The whole set of entries is to be restated word for word.

* * * *

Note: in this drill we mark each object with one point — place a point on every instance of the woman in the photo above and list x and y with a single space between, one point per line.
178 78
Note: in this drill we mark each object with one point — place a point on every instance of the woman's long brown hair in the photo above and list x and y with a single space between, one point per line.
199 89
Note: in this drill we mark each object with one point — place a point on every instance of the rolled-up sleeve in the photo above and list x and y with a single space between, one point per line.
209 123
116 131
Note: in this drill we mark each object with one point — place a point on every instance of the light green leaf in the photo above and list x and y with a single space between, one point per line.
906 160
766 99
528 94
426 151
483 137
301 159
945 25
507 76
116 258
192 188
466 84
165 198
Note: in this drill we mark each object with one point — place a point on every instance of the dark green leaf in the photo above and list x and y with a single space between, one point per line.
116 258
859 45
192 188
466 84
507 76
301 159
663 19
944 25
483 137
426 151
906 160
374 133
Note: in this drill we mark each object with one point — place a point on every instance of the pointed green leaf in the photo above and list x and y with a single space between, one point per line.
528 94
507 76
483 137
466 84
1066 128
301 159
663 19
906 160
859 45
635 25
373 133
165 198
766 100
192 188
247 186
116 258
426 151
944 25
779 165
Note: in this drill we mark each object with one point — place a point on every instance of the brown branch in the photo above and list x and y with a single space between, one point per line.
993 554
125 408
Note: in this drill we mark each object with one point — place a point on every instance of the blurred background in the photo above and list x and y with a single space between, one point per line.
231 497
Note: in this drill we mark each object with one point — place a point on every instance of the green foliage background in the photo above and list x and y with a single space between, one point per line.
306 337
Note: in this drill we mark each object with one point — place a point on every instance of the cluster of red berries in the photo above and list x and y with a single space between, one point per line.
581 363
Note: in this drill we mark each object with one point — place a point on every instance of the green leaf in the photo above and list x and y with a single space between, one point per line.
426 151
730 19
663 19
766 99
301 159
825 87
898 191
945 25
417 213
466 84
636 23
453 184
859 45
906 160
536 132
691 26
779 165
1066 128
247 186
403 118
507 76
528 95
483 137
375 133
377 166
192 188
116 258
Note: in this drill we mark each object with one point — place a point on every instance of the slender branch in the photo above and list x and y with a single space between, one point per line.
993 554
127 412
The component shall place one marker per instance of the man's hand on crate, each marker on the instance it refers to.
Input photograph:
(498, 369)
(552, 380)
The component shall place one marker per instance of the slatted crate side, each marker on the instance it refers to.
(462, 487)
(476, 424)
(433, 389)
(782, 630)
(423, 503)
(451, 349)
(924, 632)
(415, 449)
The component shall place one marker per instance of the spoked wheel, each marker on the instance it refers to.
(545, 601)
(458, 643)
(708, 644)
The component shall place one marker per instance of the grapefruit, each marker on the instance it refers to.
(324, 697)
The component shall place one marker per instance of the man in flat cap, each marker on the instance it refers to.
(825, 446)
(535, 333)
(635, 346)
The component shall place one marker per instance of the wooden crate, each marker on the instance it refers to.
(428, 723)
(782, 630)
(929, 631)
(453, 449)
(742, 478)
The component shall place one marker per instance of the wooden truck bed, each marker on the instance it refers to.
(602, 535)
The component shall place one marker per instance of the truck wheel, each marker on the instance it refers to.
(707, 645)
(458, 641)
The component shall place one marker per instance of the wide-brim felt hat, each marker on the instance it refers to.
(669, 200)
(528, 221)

* * * *

RESPONSE:
Note: in this drill we mark each object with one point — place a point on every instance of the woman in the photo above and list x and y with a single space between, one point per line.
178 78
Note: in this drill we mark each object with one point — place a point on every instance of the woman's long brown hair in the photo above and list x and y with a single space between, one point per line.
199 89
Note: in this drill we mark each object with one point — place a point on every instance of the rolled-up sleeve in the photo above and list x and y with a single space between, one point per line.
209 123
116 131
Note: in this drill we mark each object with one point — place a point on every instance of the light green leaf in the photo above and list x and y with a single space between, one point per line.
906 160
766 99
528 94
426 151
483 137
301 159
945 25
507 76
116 258
192 188
466 84
165 198
Note: in this drill we mark each object with one point — place a point on every instance of the dark green leaf in the photo above and list x and y with a single space between, one point per line.
116 258
859 45
192 188
466 84
507 76
301 159
663 19
944 25
483 137
426 151
906 160
374 133
Note: in this drill we mark each object with one point — place a point on every instance of the pointed green leaf in the photo above and list x and y with a single space between, one point per line.
528 94
507 76
483 137
466 84
1066 128
301 159
663 19
906 160
859 45
635 25
373 133
165 198
766 100
192 188
247 186
116 258
426 151
944 25
779 165
Note: in this drill we mark each object with one point — place a point on every instance of the brown branch in the photo above and list x and y with a single space between, one point per line.
993 554
125 408
Note: in this drill we mark each object with one point — place a point on every instance of the blurred background in the photo above and list x and y with a single space between, one point per line.
231 497
Note: in this drill we mark each object with one point — place a point on every instance of the green foliage background in the photo above and list x and y with a single space between, one point per line.
306 337
Note: in this drill we mark each object with one point — place a point on every instance of the cluster of red berries in the photo above and list x and y with a single space between, one point per line.
581 363
Note: in this drill we mark each object with one point — place a point on every instance of the green leaf in the photo above and list x and y with a single space between, one point per line.
426 151
730 19
663 19
766 99
301 159
825 87
898 191
945 25
417 213
466 84
636 23
453 184
859 45
906 160
536 132
691 26
779 165
1066 128
247 186
403 118
507 76
528 95
483 137
375 133
377 166
192 188
116 258
Note: in this drill we mark each object with one point — place a point on every instance of the slender branch in the photo above and list x and y with a single space between, one point per line.
993 554
127 412
The component shall place one marker per instance of the man's hand on crate, each marker on the instance it refers to.
Input photograph:
(498, 369)
(552, 380)
The component shall place one marker per instance of the slatted crate side, each marker on the instance it refers to.
(462, 487)
(476, 424)
(433, 389)
(782, 630)
(423, 503)
(451, 349)
(924, 632)
(415, 449)
The component shall place one marker per instance of the spoked wheel, each marker on the instance it refers to.
(545, 601)
(458, 643)
(708, 644)
The component shall place one marker per instance of the grapefruit, each marker on the instance it refers to.
(324, 697)
The component shall place one marker per instance of the man in flat cap, each marker on the instance it refers to.
(825, 446)
(535, 333)
(635, 346)
The component shall place one marker per instance of the wooden crate, each marker on the instance it refers to.
(428, 723)
(782, 630)
(929, 631)
(453, 449)
(742, 478)
The component shall place one marker per instance of the wooden truck bed, each marker on the instance it refers to.
(602, 535)
The component shall place one marker per instance of the truck wheel, each marker on the instance it refers to.
(707, 645)
(458, 641)
The component shall place one marker per instance of the wide-brim felt hat, each marker on the instance it refers to.
(669, 200)
(528, 221)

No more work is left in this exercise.